THE INPUT:
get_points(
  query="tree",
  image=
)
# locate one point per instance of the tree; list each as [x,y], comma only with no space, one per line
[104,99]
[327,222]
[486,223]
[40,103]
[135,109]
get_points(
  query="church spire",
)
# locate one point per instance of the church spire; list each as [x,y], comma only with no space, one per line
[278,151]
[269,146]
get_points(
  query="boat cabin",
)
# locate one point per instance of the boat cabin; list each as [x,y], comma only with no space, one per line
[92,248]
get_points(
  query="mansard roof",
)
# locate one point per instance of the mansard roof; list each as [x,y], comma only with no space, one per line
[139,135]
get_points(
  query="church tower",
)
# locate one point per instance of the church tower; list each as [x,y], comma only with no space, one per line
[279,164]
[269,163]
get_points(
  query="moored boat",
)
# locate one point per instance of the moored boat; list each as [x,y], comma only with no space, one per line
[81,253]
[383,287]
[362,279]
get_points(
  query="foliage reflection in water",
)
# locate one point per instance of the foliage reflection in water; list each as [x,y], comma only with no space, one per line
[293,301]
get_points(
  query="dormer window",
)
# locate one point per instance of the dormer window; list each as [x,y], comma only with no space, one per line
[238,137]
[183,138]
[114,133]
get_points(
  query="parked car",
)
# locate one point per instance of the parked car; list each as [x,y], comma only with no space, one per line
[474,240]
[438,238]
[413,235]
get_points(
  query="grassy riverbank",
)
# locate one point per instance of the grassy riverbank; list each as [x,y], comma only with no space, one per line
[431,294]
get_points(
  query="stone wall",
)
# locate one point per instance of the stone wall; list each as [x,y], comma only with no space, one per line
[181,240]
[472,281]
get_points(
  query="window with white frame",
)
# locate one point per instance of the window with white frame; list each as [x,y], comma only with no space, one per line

TASK PROMPT: Please extract each line of the listing above that contains the word "mansard", copying it whole. Case counts.

TASK SOLUTION:
  query="mansard roof",
# locate one point per instance of the mansard roof; list each as [x,y], comma only with no space, one per line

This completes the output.